*Apply what you read*:
1 > Can you reproduce the cluster sampling passage word for word, from "The Statistical Tradeoff" up to and including "within each one."?
2 > Could you carry on writing the cluster sampling passage from the point where it stops?

*Text provided*:
The Statistical Tradeoff You Accept

Cluster sampling is less statistically precise than simple random sampling with the same number of participants. The reason is straightforward: people who live in the same neighborhood, attend the same school, or visit the same clinic tend to resemble each other. That similarity means your data points aren’t fully independent, which reduces the effective power of your sample.

This similarity is measured by something called the intracluster correlation coefficient (ICC). It ranges from 0 to 1. An ICC of 0 means people within clusters are no more alike than people across the entire population, and your cluster design loses nothing compared to random sampling. An ICC of 1 means everyone in a cluster gives identical responses, and your effective sample size shrinks to just the number of clusters, no matter how many people you interview within each one.

In most real-world studies, the ICC is small but not zero. Even a small ICC, though, can meaningfully reduce your statistical power when clusters are large. This is captured by the design effect formula:

Design Effect = 1 + (n – 1) × ICC

Here, n is the number of individuals per cluster. If you sample 50 people per cluster and the ICC is 0.05, your design effect is 3.45. That means you’d need roughly 3.5 times as many total participants as you would with simple random sampling to achieve the same precision. You’re trading statistical efficiency for practical feasibility.

*Dataset entries*:
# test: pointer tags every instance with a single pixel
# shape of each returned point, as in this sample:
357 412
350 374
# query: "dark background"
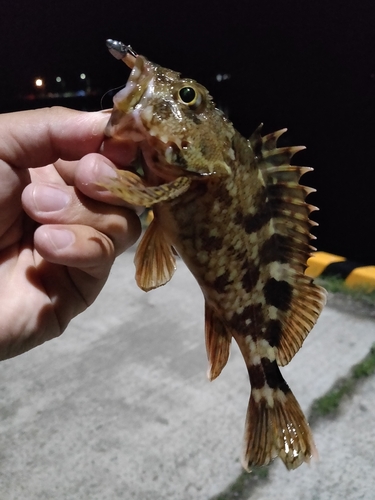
308 66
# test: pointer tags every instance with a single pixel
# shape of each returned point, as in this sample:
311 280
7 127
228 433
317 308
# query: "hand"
59 231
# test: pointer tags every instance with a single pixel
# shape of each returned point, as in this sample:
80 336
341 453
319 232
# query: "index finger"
38 137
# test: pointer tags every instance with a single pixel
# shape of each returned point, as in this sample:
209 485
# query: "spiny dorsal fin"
154 260
291 239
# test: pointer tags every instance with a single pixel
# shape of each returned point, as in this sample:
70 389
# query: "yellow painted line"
362 277
319 261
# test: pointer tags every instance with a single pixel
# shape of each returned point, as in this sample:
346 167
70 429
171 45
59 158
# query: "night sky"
308 66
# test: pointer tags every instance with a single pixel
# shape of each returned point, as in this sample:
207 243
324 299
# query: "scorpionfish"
233 209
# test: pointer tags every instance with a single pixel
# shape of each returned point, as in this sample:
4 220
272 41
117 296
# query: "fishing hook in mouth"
121 51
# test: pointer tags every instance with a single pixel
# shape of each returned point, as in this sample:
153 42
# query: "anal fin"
154 259
218 340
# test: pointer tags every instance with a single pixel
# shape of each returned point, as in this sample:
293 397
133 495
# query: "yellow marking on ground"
319 261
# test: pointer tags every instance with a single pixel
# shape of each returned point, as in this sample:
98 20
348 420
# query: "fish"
235 212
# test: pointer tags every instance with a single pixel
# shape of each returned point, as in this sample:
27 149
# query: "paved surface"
119 407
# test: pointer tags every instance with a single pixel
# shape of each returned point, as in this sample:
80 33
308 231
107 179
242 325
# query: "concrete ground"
119 407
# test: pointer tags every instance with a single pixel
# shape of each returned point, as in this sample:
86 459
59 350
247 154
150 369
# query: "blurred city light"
222 76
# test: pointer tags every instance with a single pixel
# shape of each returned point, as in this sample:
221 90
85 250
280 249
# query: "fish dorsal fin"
154 259
288 248
218 340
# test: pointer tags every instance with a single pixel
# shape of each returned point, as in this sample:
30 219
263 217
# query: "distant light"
222 76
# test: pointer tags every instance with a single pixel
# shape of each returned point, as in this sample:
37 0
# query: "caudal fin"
276 426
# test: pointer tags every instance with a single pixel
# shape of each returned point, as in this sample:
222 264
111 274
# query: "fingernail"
49 199
103 170
61 238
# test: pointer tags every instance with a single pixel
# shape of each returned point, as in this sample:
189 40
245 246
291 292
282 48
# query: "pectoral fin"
218 340
132 189
154 260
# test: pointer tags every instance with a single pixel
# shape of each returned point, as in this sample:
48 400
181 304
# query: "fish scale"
234 210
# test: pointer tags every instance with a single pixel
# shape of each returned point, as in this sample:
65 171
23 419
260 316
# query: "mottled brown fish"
234 210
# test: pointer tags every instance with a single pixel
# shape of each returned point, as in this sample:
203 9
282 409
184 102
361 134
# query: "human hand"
59 231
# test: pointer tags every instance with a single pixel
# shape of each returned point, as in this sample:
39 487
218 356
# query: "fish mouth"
130 120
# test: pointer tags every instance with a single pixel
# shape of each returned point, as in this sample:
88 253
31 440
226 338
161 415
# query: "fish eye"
188 95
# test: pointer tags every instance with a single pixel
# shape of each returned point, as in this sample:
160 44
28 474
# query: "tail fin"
276 426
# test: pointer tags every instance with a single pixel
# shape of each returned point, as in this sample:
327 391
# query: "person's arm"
59 231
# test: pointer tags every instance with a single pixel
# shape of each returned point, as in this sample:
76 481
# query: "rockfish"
234 210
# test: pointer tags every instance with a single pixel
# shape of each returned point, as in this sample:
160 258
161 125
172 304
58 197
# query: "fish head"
175 122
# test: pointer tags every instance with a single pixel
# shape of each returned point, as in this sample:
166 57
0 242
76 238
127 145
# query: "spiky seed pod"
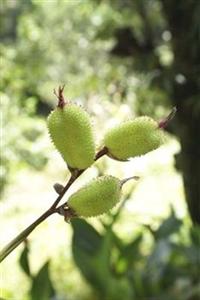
71 132
97 197
133 138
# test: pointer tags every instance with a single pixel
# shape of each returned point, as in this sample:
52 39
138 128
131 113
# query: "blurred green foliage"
48 43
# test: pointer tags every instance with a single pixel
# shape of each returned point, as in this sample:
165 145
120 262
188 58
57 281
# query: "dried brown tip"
58 188
164 123
60 96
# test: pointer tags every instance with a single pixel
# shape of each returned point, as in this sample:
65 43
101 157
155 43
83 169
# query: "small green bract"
97 197
133 138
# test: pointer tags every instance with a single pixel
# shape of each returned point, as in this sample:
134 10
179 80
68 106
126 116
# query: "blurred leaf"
168 227
89 251
24 261
42 287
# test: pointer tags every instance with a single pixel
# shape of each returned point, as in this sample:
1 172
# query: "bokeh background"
119 59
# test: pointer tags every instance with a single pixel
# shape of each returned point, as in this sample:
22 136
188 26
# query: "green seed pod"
71 132
97 197
133 138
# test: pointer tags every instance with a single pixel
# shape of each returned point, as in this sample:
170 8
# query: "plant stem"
23 235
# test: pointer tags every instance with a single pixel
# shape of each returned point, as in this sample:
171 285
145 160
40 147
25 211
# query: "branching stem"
53 209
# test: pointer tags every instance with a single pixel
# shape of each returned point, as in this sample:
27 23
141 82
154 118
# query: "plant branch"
23 235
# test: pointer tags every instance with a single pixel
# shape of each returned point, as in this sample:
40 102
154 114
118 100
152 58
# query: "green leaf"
168 227
86 245
92 254
42 287
24 261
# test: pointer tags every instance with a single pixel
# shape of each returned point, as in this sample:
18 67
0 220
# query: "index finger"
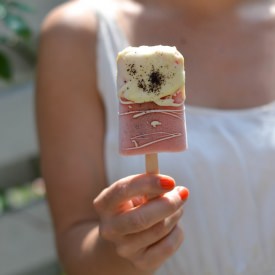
148 185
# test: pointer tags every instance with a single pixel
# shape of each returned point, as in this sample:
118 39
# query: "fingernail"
184 193
167 184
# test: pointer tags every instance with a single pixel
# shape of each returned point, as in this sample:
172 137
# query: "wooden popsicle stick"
151 162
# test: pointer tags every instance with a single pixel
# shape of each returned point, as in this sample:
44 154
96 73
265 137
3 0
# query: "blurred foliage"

*Replies*:
1 >
The Statistical Tradeoff You Accept

Cluster sampling is less statistically precise than simple random sampling with the same number of participants. The reason is straightforward: people who live in the same neighborhood, attend the same school, or visit the same clinic tend to resemble each other. That similarity means your data points aren’t fully independent, which reduces the effective power of your sample.

This similarity is measured by something called the intracluster correlation coefficient (ICC). It ranges from 0 to 1. An ICC of 0 means people within clusters are no more alike than people across the entire population, and your cluster design loses nothing compared to random sampling. An ICC of 1 means everyone in a cluster gives identical responses, and your effective sample size shrinks to just the number of clusters, no matter how many people you interview within each one.

2 >
When Cluster Sampling Is Not Appropriate

If you already have a complete list of your population and can easily reach a random selection of individuals, simple random or stratified sampling will give you better precision for the same sample size. Cluster sampling introduces unnecessary imprecision when the logistical problems it solves don’t actually exist.

It’s also a poor fit when clusters are very homogeneous. If everyone within a given school, clinic, or village is similar on the trait you’re measuring, each cluster adds little new information. You’d need a very large number of clusters to compensate, which may erase the cost savings that motivated the design in the first place.

Cluster sizes that vary dramatically also create problems. When some clusters are much larger than others, using the average cluster size to plan your sample will underestimate how many participants you need. Researchers generally recommend adjusting for this when the variation in cluster size is large, specifically when the standard deviation of cluster size divided by the mean cluster size exceeds 0.23.

One-Stage vs. Two-Stage Designs

In one-stage cluster sampling, you randomly select clusters and then include every individual within each selected cluster. This is simpler to execute but can result in very large samples if clusters contain many people.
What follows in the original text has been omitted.